* _GIVEN REQUEST_:
Print the following records verbatim, line for line.

Excerpts from a point labeling dataset
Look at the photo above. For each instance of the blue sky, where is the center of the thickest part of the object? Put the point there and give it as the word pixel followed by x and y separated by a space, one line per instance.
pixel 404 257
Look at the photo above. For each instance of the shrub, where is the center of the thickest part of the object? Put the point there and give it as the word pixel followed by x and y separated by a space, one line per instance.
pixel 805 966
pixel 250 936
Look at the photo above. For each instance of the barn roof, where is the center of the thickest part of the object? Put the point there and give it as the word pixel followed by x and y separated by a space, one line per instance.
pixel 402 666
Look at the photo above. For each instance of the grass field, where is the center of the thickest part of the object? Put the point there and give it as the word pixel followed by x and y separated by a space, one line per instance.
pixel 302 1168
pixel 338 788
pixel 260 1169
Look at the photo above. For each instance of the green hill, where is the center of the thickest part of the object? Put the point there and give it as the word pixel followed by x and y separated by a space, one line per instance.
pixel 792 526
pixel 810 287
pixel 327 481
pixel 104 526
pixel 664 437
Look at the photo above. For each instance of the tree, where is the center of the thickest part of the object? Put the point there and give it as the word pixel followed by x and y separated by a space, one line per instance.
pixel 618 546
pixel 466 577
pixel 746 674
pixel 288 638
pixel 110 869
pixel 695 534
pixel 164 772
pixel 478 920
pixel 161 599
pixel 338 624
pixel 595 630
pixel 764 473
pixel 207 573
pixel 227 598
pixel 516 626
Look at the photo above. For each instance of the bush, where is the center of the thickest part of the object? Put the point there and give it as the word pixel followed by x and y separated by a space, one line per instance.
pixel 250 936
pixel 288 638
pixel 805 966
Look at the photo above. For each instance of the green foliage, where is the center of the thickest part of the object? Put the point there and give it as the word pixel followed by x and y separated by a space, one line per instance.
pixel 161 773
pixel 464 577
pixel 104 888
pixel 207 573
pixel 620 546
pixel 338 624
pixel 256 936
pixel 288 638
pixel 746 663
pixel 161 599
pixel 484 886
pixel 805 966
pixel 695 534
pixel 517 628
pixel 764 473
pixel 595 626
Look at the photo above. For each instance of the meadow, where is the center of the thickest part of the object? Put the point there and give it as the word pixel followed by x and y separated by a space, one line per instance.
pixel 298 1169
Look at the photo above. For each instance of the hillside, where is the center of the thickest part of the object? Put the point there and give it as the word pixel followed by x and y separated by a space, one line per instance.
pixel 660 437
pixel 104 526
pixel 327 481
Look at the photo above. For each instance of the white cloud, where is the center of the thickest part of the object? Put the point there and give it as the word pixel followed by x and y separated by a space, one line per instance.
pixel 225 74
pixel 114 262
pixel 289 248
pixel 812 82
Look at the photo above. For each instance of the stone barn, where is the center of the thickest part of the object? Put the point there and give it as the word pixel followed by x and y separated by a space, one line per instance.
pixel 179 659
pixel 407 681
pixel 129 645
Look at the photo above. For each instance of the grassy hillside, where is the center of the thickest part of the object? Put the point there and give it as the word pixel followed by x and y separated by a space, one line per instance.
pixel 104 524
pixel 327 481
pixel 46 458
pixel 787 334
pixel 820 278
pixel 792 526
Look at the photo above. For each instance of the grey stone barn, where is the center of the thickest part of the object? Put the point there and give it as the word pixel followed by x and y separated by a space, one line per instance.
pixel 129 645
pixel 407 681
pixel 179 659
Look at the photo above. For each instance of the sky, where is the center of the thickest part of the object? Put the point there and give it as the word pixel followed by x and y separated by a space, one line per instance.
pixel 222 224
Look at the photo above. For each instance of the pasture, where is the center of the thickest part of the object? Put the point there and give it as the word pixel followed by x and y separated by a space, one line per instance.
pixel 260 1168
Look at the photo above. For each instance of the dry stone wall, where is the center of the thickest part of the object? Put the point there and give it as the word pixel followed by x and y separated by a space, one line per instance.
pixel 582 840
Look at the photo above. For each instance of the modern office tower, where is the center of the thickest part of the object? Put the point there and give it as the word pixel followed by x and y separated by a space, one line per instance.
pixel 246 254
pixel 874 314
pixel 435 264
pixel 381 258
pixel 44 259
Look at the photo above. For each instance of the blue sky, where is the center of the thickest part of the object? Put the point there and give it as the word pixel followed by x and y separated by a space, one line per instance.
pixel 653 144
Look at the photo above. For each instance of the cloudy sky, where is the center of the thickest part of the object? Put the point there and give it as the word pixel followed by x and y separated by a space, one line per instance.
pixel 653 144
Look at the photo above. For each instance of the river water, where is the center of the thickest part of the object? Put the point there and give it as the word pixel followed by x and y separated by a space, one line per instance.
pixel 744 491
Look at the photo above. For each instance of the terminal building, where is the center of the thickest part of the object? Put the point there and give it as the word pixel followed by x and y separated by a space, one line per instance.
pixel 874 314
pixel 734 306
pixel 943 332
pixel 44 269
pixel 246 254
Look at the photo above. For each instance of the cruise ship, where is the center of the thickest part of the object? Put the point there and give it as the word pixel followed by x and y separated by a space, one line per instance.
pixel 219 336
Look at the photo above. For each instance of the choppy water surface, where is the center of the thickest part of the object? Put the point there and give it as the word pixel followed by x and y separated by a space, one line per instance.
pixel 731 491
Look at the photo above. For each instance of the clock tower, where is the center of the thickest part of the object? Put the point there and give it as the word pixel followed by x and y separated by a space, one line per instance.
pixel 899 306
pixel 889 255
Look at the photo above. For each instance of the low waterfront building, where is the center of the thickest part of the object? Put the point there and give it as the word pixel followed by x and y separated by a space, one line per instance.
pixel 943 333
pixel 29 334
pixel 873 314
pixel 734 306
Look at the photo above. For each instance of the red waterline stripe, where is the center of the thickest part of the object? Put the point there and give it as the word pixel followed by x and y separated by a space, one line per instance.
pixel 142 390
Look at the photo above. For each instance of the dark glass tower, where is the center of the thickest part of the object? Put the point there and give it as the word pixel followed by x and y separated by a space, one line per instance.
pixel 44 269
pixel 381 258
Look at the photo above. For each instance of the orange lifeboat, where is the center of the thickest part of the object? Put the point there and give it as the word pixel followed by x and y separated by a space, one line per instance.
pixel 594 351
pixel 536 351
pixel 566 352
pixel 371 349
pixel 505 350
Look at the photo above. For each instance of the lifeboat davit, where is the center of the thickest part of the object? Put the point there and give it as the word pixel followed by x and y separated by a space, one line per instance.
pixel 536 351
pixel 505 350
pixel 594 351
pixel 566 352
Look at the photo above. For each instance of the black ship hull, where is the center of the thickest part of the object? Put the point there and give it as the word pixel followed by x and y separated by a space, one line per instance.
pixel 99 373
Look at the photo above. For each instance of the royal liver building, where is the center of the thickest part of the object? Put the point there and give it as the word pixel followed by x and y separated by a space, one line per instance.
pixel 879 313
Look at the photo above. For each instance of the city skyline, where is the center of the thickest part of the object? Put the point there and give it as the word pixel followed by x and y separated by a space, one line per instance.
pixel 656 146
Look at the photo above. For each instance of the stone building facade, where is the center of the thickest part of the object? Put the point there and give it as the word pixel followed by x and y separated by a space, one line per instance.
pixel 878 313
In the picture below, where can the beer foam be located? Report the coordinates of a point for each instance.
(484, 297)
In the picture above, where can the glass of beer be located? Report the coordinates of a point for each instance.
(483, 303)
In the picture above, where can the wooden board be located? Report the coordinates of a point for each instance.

* _ANSWER FOR THE TASK_:
Look at the photo above. For each instance of the blue sky, where is the center of the thickest part of the object? Put the point there and give it as the word pixel followed by x and y separated by a space, one line per instance.
pixel 404 257
Look at the photo above. For each instance of the shrub, where is the center of the thickest part of the object? Put the point there and give it as the word pixel followed by x and y separated by a space, one line per instance.
pixel 805 966
pixel 250 936
Look at the photo above. For each instance of the barn roof, where is the center of the thickest part of the object? Put the point there and give it as the word pixel followed by x and y separated by a space, one line per instance.
pixel 402 666
Look at the photo above. For each instance of the grass field, where is the center of the thickest part of the object? Put the point there and give it as the word pixel followed by x and y separated by a space, one line per instance.
pixel 302 1168
pixel 338 788
pixel 260 1169
Look at the photo above. For each instance of the green hill, where is the center of the thickest part of the object? Put the point there and give it as the word pixel followed by x and y separated by a space, one line per instance.
pixel 792 526
pixel 810 287
pixel 327 481
pixel 104 526
pixel 664 437
Look at the photo above. For each instance of the tree, where is the center of the thickest part of the object? Put the point there and give it as the word pixel followed by x and y separated by a space, one line per instance.
pixel 618 546
pixel 466 577
pixel 746 674
pixel 288 638
pixel 110 869
pixel 695 534
pixel 164 772
pixel 478 920
pixel 161 599
pixel 338 624
pixel 595 630
pixel 764 473
pixel 207 573
pixel 227 598
pixel 516 626
Look at the photo above. For each instance of the bush, where is the center of the thickest part of the object? Put the point there and give it as the word pixel followed by x and y separated by a space, one line per instance.
pixel 250 936
pixel 288 638
pixel 805 966
Look at the photo above. For each instance of the green foliage, where is the center of the thickest part of the object? Put the point there and give it as the word pixel followed by x and y separated by a space, one line per instance.
pixel 161 773
pixel 464 577
pixel 104 888
pixel 207 573
pixel 620 546
pixel 338 624
pixel 256 936
pixel 288 638
pixel 746 663
pixel 161 599
pixel 484 886
pixel 805 966
pixel 695 534
pixel 517 628
pixel 764 473
pixel 595 626
Look at the photo above. For each instance of the meadow, where is the center of the thickest part of the object? Put the point there and give it as the word pixel followed by x and y separated by a space, one line per instance.
pixel 298 1169
Look at the photo above. For each instance of the hillside, where is the center of the thickest part of the object? Put the point there and give it as the word pixel followed by x and y separated by a space, one line per instance.
pixel 660 437
pixel 104 526
pixel 327 481
Look at the photo above. For each instance of the white cloud, where is the center of the thickest part of the object? Put the point there and give it as the word pixel followed by x and y separated by a space, one line per instance.
pixel 225 74
pixel 114 262
pixel 289 248
pixel 812 82
Look at the photo above. For each instance of the stone barn, where is the center of the thickest part of the object? Put the point there and give it as the word pixel followed by x and y separated by a space, one line per instance.
pixel 179 659
pixel 407 681
pixel 129 645
Look at the photo above. For each instance of the grassy hillside, where is the center of the thickest part of the object? Put the point there and give it as the word pixel followed by x and y separated by a space, one line per instance.
pixel 104 524
pixel 327 481
pixel 46 458
pixel 787 334
pixel 820 278
pixel 792 526
Look at the photo above. For each instance of the grey stone barn, where is the center of the thickest part of the object? Put the point there and give it as the word pixel followed by x and y separated by a space, one line per instance.
pixel 129 645
pixel 407 681
pixel 179 659
Look at the photo above. For each instance of the sky, where is the center of the thickest part of the object? Put the point there and give it as the word pixel followed by x and y separated by a space, one line per instance.
pixel 222 224
Look at the photo above. For each instance of the pasture, where is the center of the thickest part of the object? Put the point there and give it as the word pixel followed by x and y separated by a space, one line per instance.
pixel 260 1168
Look at the photo above. For each instance of the dry stone wall, where is the center of the thickest part of the object? Put the point there and give it as the word pixel followed by x and y separated by a space, one line per instance.
pixel 582 840
Look at the photo above. For each instance of the modern office tower, where is the center of the thickest part of the object? Put the point there and give it as the word pixel followed by x and y separated by a space, one line per instance.
pixel 246 254
pixel 874 314
pixel 435 264
pixel 381 258
pixel 44 259
Look at the photo above. For each instance of the blue sky, where is the center of the thickest part of the object? Put the point there and give it as the word pixel followed by x and y separated by a space, one line per instance.
pixel 653 144
Look at the photo above. For each instance of the cloudy sky, where is the center of the thickest part of the object? Put the point there and give it as the word pixel followed by x and y separated by a space, one line per instance.
pixel 653 144
Look at the photo above. For each instance of the river water, where is the center of the thickest part of the object? Put the point there and give it as the word pixel followed by x and y separated by a space, one line per instance.
pixel 744 491
Look at the photo above. For each instance of the terminal building, where is the center of the thickest part of the object? Put the point there and give it as the word pixel followed by x and y separated by a space, one line per instance.
pixel 874 314
pixel 734 306
pixel 943 332
pixel 44 269
pixel 246 254
Look at the photo above. For each instance of the cruise ship, where is the center of the thickest part of the object? Put the point there and give it as the word pixel followed by x and y separated by a space, one line per instance.
pixel 219 336
Look at the photo above. For each instance of the choppy water surface, where is the center of the thickest part of the object? Put the point there and give it as the word pixel followed by x and y separated by a space, one line per instance.
pixel 731 491
Look at the photo above. For each instance of the clock tower, where is the center of the thickest part of the object? Put the point there and give it as the word pixel followed by x and y separated by a space, one line per instance.
pixel 899 306
pixel 889 255
Look at the photo above. For each instance of the low waterfront building, where is the center of the thickest part of the object? Put the point there and give it as the word pixel followed by x and y separated by a space, one line per instance.
pixel 943 333
pixel 29 334
pixel 873 314
pixel 734 306
Look at the photo above. For each instance of the red waterline stripe, where is the center of the thickest part of the object? Put the point there and give it as the word pixel followed by x and y separated by a space, one line per instance.
pixel 142 390
Look at the photo above. For each instance of the dark glass tower, where is the center of the thickest part of the object? Put the point there and give it as the word pixel followed by x and y separated by a space, one line per instance.
pixel 44 269
pixel 381 258
Look at the photo above. For each instance of the orange lifeboat, where is the center of the thickest part of the object? Put the point there and give it as the word pixel followed by x and y separated by a space, one line per instance.
pixel 594 351
pixel 536 351
pixel 566 352
pixel 371 349
pixel 505 350
Look at the photo above. For each instance of the lifeboat davit, where is the center of the thickest part of the object? Put the point there and give it as the word pixel followed by x and y separated by a space, one line per instance.
pixel 536 351
pixel 505 350
pixel 594 351
pixel 566 352
Look at the photo above. For each instance of the black ship hull, where is the center of the thickest part of the object? Put the point there and give it as the word pixel followed by x and y separated by a space, one line per instance.
pixel 99 373
Look at the photo above. For each instance of the royal liver building, where is the center of the thickest part of the object? Put the point there and give it as the word pixel followed by x and y separated by a space, one line per instance.
pixel 879 313
Look at the photo above. For each instance of the city skyline, where is the center of the thickest part of the object? Put the point there and give it as the word pixel followed by x and y separated by a space, one line per instance.
pixel 656 146
Look at the photo above. For each instance of the stone building facade, where is the center of the thickest part of the object? Put the point there and give it as the word pixel followed by x and y separated by a space, one line per instance.
pixel 878 313
In the picture below, where can the beer foam be located? Report the coordinates of a point for each instance.
(484, 297)
In the picture above, where can the glass of beer be located? Report the coordinates of a point for each instance.
(483, 303)
In the picture above, where can the wooden board be located? Report the coordinates of a point for each instance.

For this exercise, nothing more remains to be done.